AIM -
Look for "If you could point out the distant" in the listing below, then copy exactly the line it appears in and all lines after it to the end, and nothing more.

Coordinate annotation records:
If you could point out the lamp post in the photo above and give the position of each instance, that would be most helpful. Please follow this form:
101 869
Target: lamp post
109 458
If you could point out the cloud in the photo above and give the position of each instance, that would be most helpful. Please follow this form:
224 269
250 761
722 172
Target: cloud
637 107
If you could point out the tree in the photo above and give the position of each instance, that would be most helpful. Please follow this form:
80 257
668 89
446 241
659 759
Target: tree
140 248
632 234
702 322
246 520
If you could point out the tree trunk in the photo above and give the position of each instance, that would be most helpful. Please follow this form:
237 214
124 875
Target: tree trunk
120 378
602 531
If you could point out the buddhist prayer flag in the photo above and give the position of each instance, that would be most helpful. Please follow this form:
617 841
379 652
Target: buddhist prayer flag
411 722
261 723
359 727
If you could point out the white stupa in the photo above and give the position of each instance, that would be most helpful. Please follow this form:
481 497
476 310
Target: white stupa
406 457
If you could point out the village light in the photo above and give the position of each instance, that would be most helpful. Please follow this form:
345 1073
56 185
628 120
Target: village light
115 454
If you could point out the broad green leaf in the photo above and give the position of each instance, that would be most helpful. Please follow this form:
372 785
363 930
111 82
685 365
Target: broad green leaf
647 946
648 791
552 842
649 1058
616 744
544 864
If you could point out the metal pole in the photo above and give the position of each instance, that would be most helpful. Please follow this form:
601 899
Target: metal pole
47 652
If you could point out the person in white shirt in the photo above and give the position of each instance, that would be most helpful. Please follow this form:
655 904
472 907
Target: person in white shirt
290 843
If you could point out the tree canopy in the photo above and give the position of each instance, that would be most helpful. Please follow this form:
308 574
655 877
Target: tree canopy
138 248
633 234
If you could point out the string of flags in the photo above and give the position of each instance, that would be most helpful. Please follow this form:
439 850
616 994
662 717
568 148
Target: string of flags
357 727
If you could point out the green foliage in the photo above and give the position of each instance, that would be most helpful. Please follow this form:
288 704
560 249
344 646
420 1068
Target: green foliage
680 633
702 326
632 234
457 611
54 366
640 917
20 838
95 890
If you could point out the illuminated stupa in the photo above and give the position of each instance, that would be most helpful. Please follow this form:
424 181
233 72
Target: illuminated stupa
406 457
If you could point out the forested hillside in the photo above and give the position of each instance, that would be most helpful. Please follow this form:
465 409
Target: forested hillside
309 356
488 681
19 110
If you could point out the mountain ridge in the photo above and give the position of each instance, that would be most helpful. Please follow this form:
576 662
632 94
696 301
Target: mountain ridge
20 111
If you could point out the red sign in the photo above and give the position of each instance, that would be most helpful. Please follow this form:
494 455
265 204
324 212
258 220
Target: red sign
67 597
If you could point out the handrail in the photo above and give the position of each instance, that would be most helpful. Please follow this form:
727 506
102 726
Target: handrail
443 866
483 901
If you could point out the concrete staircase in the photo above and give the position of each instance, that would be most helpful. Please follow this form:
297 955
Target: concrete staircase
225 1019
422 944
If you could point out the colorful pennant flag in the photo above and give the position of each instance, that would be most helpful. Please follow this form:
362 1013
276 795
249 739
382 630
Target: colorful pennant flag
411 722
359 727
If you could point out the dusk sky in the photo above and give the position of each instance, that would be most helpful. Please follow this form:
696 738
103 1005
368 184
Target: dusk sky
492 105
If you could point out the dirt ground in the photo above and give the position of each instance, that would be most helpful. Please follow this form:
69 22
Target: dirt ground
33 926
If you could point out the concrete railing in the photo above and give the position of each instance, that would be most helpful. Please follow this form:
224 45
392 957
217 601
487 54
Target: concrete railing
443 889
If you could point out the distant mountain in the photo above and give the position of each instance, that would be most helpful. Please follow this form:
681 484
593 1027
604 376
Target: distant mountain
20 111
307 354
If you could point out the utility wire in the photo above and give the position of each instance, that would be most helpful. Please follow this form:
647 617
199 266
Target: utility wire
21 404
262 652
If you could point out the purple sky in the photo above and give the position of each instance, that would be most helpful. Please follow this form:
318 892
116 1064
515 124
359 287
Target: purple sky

FINISHED TASK -
If you could point out the distant mountain in the photo above and give the position of each instance, that would be most helpful. Please follow this form:
681 484
593 1027
604 376
Target: distant mountain
20 111
307 354
If you could point out the utility wire in the photo above and give the position of each instance, that would be most helpful. Please follow this form:
647 617
199 266
Target: utility wire
21 404
262 652
If you could point out the purple sky in the photo above and give the position of each instance, that would be most helpful. Please follow this form:
318 892
116 1064
515 124
359 287
Target: purple sky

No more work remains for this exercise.